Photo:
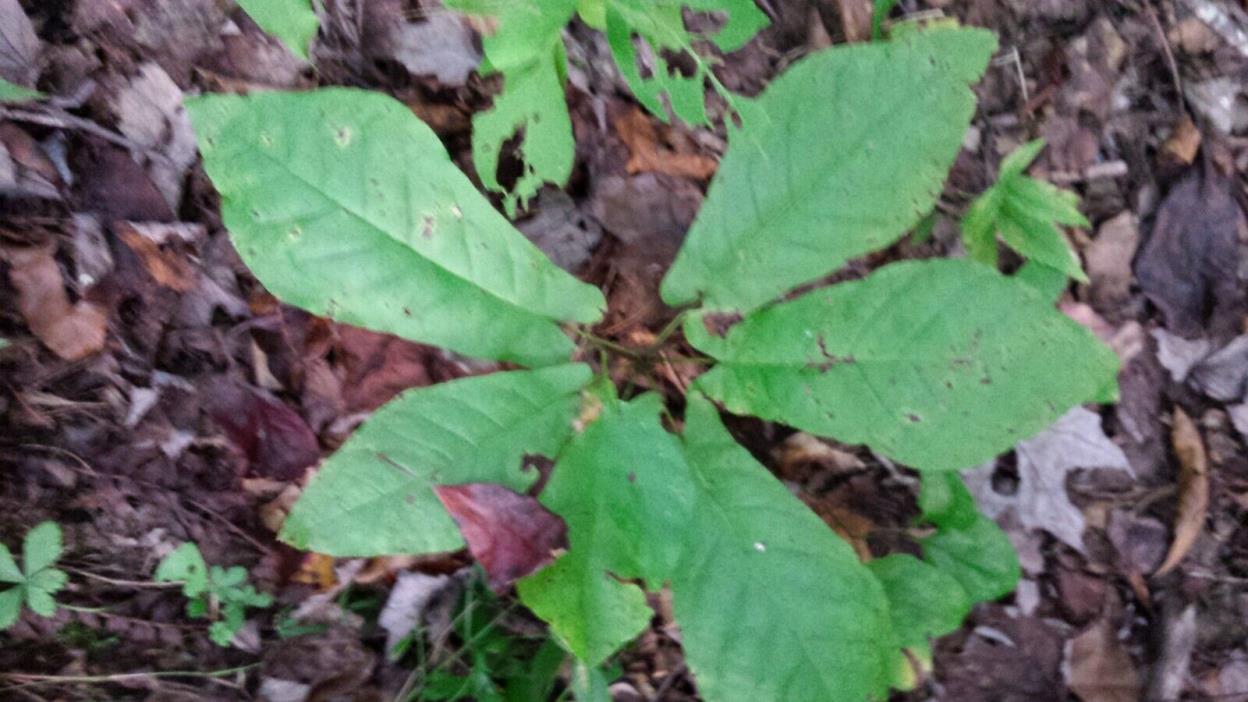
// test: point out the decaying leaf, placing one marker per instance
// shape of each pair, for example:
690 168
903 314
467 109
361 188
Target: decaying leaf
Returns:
73 331
151 115
511 535
276 440
1189 265
648 155
1075 441
1193 490
1100 670
19 45
165 266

◆ Required task
Would you write out every row above word for word, leaving out the pictures?

◆ Solved exercise
Photo:
// test: point out the decaying leaf, placing one marker per instance
// shape of each pair, for example:
690 168
903 314
467 109
361 188
Target: decaying leaf
Returns:
73 331
151 115
511 535
276 440
1189 265
648 155
1075 441
1193 490
1100 670
19 45
165 266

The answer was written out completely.